In the records below, change "reddish bare soil patch" to "brown dirt patch" in the lines starting at the one containing "[spot] the valley" and ending at the end of the records. Give back only those lines, with everything else left as it is.

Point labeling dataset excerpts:
•••
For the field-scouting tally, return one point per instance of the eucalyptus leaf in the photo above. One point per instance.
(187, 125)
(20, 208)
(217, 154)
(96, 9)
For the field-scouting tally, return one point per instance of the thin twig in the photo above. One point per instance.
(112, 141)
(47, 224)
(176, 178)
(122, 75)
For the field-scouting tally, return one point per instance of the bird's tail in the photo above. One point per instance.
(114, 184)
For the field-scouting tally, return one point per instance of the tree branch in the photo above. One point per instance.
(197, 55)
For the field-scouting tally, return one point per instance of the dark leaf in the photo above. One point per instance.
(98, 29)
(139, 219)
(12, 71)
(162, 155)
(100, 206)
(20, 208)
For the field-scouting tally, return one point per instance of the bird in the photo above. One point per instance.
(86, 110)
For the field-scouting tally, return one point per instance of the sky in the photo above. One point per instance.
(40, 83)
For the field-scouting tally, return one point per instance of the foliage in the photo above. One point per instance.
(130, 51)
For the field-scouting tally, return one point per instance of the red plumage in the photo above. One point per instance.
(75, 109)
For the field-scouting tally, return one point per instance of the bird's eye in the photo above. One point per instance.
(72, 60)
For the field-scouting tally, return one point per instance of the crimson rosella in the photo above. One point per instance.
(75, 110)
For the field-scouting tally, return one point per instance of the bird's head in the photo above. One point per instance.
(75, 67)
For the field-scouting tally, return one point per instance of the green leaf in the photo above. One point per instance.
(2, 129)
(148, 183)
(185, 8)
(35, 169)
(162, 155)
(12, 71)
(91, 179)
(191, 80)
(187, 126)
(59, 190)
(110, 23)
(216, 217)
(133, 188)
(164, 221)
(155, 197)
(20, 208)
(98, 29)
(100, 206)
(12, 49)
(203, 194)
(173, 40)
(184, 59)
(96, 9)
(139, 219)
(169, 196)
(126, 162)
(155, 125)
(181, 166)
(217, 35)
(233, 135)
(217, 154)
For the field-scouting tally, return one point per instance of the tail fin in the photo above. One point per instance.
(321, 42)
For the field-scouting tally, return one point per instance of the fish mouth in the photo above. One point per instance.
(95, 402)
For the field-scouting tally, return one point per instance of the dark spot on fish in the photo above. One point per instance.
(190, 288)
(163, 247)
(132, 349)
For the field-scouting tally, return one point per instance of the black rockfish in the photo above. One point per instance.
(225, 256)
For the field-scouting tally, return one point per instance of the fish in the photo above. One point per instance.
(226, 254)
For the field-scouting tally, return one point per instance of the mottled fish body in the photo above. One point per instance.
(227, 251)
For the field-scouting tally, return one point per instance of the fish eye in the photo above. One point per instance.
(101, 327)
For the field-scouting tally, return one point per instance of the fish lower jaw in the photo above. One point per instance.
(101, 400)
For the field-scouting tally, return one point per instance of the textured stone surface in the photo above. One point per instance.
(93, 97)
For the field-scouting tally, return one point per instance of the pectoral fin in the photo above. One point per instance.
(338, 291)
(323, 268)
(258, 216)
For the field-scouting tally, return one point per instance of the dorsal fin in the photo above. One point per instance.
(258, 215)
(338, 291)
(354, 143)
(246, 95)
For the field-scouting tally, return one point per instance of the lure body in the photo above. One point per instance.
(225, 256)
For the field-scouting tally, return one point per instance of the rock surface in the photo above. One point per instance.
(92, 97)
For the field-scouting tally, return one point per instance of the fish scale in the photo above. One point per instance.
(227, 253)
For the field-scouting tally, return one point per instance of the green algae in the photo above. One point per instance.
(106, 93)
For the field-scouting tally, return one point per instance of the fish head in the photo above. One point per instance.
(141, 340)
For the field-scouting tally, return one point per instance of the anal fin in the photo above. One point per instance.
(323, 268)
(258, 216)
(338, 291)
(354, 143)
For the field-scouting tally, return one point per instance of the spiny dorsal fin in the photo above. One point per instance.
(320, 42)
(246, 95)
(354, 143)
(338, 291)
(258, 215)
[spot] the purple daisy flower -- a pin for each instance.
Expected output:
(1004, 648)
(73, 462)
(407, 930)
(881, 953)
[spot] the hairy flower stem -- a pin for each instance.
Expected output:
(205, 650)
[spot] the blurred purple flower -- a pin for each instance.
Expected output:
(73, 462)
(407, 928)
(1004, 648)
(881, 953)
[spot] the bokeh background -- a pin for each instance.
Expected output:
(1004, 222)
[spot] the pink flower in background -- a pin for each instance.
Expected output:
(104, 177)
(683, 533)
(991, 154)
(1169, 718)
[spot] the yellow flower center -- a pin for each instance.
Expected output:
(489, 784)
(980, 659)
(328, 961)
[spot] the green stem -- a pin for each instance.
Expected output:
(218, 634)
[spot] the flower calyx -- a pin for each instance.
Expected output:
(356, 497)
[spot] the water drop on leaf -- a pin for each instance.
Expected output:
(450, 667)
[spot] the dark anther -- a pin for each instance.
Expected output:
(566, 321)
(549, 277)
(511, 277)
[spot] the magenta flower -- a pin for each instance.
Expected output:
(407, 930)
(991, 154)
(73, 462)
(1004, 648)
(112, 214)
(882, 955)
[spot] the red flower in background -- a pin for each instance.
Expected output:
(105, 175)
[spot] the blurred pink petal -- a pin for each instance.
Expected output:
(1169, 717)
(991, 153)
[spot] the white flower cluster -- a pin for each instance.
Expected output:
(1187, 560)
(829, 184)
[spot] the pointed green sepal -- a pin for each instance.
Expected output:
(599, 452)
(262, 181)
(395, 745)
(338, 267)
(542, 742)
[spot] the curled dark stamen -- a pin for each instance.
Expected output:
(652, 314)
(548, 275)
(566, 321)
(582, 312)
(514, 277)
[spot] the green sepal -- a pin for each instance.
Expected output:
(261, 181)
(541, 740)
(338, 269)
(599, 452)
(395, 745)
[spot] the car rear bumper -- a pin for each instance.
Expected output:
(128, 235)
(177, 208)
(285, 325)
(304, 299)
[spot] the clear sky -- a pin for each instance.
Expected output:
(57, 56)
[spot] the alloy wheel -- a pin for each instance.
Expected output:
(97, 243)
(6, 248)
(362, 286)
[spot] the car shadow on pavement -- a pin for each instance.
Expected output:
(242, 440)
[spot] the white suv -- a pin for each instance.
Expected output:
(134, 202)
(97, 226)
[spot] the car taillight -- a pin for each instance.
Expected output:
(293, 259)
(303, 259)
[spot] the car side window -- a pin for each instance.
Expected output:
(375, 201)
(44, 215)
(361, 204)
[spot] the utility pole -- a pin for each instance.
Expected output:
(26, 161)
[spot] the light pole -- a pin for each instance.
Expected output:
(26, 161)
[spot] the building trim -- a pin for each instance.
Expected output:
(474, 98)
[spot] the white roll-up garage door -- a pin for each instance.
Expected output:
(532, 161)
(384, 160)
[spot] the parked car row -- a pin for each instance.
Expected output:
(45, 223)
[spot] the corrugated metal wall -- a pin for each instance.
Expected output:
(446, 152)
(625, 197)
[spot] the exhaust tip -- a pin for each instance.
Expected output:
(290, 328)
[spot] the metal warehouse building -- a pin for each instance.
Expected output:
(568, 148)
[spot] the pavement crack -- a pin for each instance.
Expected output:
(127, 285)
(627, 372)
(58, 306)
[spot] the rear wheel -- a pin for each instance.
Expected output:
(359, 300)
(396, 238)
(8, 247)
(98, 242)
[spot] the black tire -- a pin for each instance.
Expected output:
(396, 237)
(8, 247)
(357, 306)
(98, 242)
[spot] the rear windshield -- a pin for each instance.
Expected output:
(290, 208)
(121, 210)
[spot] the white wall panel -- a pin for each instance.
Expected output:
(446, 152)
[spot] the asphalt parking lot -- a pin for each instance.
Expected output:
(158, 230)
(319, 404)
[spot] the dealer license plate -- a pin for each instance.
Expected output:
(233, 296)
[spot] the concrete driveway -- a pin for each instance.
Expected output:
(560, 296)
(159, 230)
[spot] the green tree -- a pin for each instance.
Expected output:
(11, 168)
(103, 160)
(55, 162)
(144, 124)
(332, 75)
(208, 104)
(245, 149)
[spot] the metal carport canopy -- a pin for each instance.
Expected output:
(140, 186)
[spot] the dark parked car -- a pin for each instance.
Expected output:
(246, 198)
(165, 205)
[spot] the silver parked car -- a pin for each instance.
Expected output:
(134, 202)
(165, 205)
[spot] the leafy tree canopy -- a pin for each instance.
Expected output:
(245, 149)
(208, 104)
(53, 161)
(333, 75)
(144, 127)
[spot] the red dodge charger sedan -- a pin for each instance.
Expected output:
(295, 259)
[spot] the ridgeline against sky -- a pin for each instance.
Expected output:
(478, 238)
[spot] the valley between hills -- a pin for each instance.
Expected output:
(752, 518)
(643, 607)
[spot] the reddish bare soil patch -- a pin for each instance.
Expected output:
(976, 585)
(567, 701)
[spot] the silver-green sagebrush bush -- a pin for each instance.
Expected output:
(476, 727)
•••
#### RESPONSE TO THIS EXERCISE
[spot] the valley between hills -- a pin for each instance.
Expected output:
(752, 518)
(643, 607)
[spot] the brown dirt patch -- a pin for each instance.
Expected output:
(976, 585)
(567, 701)
[spot] the silver-green sagebrush bush -- a pin for each instance.
Expected output:
(476, 727)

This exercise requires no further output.